Copy out the data exactly, leaving the pictures behind.

== == ==

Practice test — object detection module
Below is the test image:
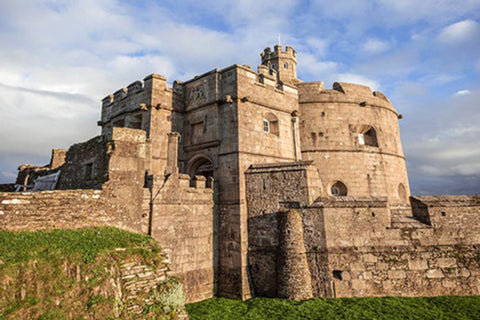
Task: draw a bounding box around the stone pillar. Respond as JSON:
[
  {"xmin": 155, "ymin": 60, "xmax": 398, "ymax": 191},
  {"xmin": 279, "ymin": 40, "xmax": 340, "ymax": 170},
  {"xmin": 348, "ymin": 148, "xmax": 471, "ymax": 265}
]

== == ==

The response ::
Practice test — object detection module
Below is the test image:
Task: draw a bounding box around the stone pillar. Respond as JSON:
[
  {"xmin": 155, "ymin": 60, "xmax": 398, "ymax": 191},
  {"xmin": 279, "ymin": 40, "xmax": 340, "ymax": 170},
  {"xmin": 348, "ymin": 148, "xmax": 471, "ymax": 265}
]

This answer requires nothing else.